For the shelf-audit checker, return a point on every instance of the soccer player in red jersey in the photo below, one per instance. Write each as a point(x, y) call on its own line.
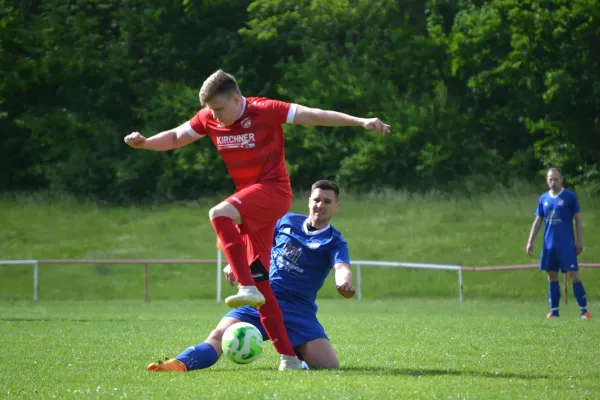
point(248, 134)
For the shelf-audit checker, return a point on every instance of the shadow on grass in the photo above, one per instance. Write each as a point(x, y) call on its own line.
point(437, 372)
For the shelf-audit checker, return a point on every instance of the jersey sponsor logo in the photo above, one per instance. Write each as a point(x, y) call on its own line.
point(243, 141)
point(553, 218)
point(246, 122)
point(287, 259)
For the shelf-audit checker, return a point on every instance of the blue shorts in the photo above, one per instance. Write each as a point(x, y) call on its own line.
point(554, 259)
point(301, 324)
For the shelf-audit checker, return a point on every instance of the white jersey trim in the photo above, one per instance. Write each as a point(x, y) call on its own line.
point(188, 129)
point(313, 233)
point(291, 114)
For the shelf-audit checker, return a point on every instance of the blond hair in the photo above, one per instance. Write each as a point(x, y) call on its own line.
point(219, 83)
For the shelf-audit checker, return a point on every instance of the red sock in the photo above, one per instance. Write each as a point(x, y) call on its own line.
point(272, 320)
point(234, 249)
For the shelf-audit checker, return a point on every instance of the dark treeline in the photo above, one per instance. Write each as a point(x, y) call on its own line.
point(477, 92)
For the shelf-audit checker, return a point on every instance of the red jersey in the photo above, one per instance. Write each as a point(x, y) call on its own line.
point(253, 146)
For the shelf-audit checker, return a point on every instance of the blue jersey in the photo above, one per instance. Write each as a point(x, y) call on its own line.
point(301, 259)
point(558, 212)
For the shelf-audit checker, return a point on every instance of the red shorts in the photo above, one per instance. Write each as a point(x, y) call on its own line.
point(261, 205)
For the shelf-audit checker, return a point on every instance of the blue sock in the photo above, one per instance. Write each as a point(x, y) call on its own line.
point(200, 356)
point(554, 296)
point(579, 293)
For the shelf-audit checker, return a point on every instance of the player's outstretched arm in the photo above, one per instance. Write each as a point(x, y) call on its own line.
point(164, 141)
point(315, 116)
point(343, 280)
point(579, 232)
point(535, 228)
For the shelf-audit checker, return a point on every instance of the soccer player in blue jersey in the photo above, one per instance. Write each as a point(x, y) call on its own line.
point(305, 249)
point(558, 207)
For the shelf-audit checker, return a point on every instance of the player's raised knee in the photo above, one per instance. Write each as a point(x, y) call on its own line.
point(224, 209)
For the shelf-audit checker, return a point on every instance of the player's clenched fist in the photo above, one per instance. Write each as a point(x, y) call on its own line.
point(135, 140)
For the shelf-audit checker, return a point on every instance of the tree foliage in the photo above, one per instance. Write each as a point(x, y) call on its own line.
point(475, 91)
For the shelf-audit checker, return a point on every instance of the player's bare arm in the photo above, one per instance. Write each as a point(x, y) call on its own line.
point(317, 117)
point(343, 280)
point(579, 233)
point(164, 141)
point(535, 228)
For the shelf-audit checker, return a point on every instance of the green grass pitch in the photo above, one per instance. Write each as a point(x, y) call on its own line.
point(390, 349)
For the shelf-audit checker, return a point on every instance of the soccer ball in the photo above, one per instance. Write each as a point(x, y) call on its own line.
point(242, 343)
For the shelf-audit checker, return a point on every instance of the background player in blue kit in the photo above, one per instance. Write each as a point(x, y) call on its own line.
point(305, 249)
point(558, 207)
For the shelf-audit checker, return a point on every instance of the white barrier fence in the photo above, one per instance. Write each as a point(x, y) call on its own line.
point(358, 264)
point(219, 263)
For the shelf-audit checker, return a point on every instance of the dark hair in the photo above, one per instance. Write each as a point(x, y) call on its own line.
point(554, 170)
point(326, 185)
point(218, 83)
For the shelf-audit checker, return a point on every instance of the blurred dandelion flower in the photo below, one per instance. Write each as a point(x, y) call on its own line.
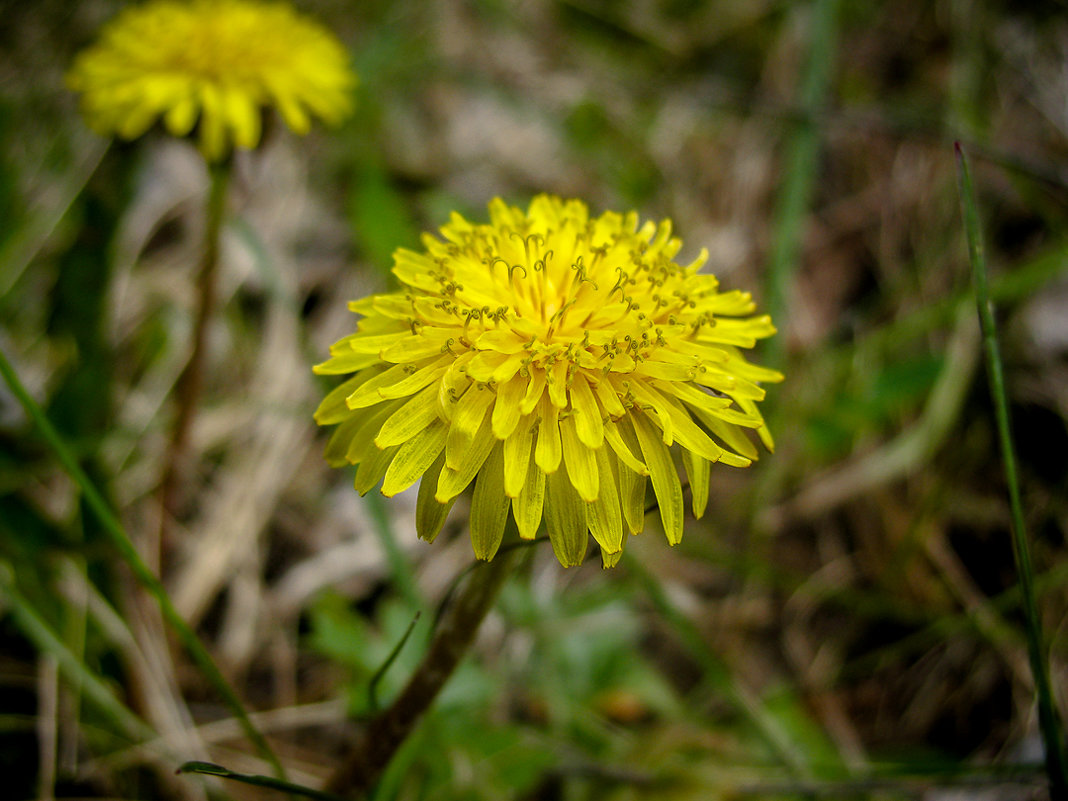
point(215, 64)
point(551, 358)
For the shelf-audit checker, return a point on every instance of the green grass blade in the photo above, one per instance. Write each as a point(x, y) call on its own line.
point(129, 554)
point(800, 168)
point(1056, 757)
point(40, 632)
point(211, 769)
point(770, 728)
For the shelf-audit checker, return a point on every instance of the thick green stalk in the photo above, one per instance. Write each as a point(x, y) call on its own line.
point(387, 732)
point(1049, 721)
point(124, 546)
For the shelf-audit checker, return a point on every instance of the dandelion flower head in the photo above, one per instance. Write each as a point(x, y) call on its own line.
point(551, 358)
point(214, 64)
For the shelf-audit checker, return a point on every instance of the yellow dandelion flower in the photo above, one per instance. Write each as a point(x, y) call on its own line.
point(214, 64)
point(553, 359)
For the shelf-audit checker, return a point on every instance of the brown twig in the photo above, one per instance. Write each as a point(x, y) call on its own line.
point(385, 734)
point(191, 380)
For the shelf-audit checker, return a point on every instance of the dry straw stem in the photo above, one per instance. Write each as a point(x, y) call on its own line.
point(1056, 757)
point(121, 542)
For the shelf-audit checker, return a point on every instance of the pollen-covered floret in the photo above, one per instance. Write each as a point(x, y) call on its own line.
point(553, 359)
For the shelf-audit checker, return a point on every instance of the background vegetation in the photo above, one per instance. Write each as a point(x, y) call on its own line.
point(845, 618)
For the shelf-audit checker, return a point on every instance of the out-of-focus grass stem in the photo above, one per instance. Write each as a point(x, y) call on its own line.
point(121, 542)
point(191, 380)
point(38, 631)
point(800, 168)
point(1056, 757)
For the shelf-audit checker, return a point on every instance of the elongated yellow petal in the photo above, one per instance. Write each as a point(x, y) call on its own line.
point(576, 360)
point(606, 516)
point(565, 518)
point(696, 471)
point(547, 450)
point(373, 468)
point(665, 483)
point(534, 391)
point(517, 457)
point(527, 506)
point(429, 513)
point(623, 451)
point(412, 417)
point(587, 413)
point(362, 443)
point(413, 458)
point(580, 460)
point(398, 379)
point(451, 483)
point(471, 412)
point(333, 408)
point(489, 506)
point(340, 441)
point(506, 406)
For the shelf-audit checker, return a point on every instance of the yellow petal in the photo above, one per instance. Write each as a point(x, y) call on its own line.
point(527, 506)
point(696, 471)
point(398, 380)
point(373, 468)
point(362, 443)
point(587, 413)
point(429, 513)
point(605, 515)
point(664, 477)
point(609, 397)
point(471, 412)
point(412, 417)
point(506, 407)
point(580, 460)
point(489, 506)
point(333, 409)
point(451, 483)
point(565, 518)
point(623, 451)
point(534, 391)
point(556, 379)
point(414, 457)
point(517, 457)
point(547, 452)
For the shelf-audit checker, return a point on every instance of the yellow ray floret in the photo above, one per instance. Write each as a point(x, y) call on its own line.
point(558, 362)
point(214, 65)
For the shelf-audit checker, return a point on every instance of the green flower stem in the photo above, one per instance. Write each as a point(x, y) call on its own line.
point(122, 544)
point(1049, 721)
point(801, 168)
point(387, 732)
point(191, 380)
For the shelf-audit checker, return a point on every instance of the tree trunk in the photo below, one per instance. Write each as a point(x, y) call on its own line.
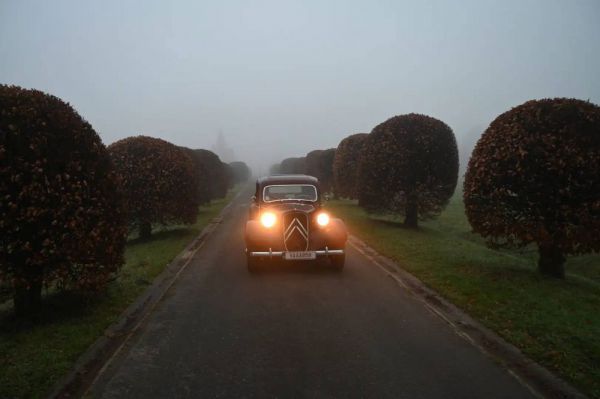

TASK DIRECTIONS → Put the records in the stretch from the line that contains "of the blond" through the line that contains "point(135, 140)" into a Markdown table with the columns Row and Record line, one line per row. Leave out blank lines.

ANSWER TO THIS EXERCISE →
| Row | Record line |
|---|---|
| 1 | For the shelf-audit checker, return a point on every instance of the blond hair in the photo above, one per instance. Write each as a point(x, y) call on its own line. |
| 2 | point(219, 83) |
| 3 | For the shelf-audit checker, return a point on every instance of the red sock in the photo above, one per instance. Write each as a point(x, y) call on its own line. |
| 4 | point(272, 320) |
| 5 | point(234, 249) |
| 6 | For the shelf-audit checker, return a point on every instance of the dark treeline in the photo above, one per instance. Write each as a point(x, y) call on its own line. |
| 7 | point(477, 92) |
| 8 | For the shelf-audit checker, return a point on every instance of the red jersey in the photo above, one per instance. Write each as a point(x, y) call on its own line. |
| 9 | point(253, 146) |
| 10 | For the shelf-audit checker, return a point on every instance of the blue jersey in the photo above, one per instance. Write each as a point(x, y) call on its own line. |
| 11 | point(301, 259) |
| 12 | point(558, 212) |
| 13 | For the shelf-audit checker, return a point on every instance of the red shorts in the photo above, one per instance. Write each as a point(x, y) call on its own line. |
| 14 | point(261, 205) |
| 15 | For the shelf-audit checker, return a point on every instance of the blue sock in the photo above, one per instance. Write each as a point(x, y) call on its own line. |
| 16 | point(200, 356) |
| 17 | point(554, 296) |
| 18 | point(579, 293) |
| 19 | For the shelf-audit checker, return a point on every instance of the player's outstretched arm in the photo above, one per instance. Write each as a point(x, y) call on its own line. |
| 20 | point(164, 141) |
| 21 | point(315, 116) |
| 22 | point(343, 280) |
| 23 | point(579, 232) |
| 24 | point(535, 228) |
| 25 | For the shelf-audit checker, return a point on every instance of the soccer player in blue jersey in the photo above, one per instance. Write each as a point(x, y) call on its own line. |
| 26 | point(305, 249) |
| 27 | point(558, 207) |
| 28 | For the shelf-audit checker, return a point on every instance of the player's raised knee in the photo above, one per instance. Write each as a point(x, y) call on its own line. |
| 29 | point(224, 209) |
| 30 | For the shelf-audit checker, return a point on every instance of the player's clenched fist in the photo above, one per instance. Write each as a point(x, y) call on its own line. |
| 31 | point(135, 140) |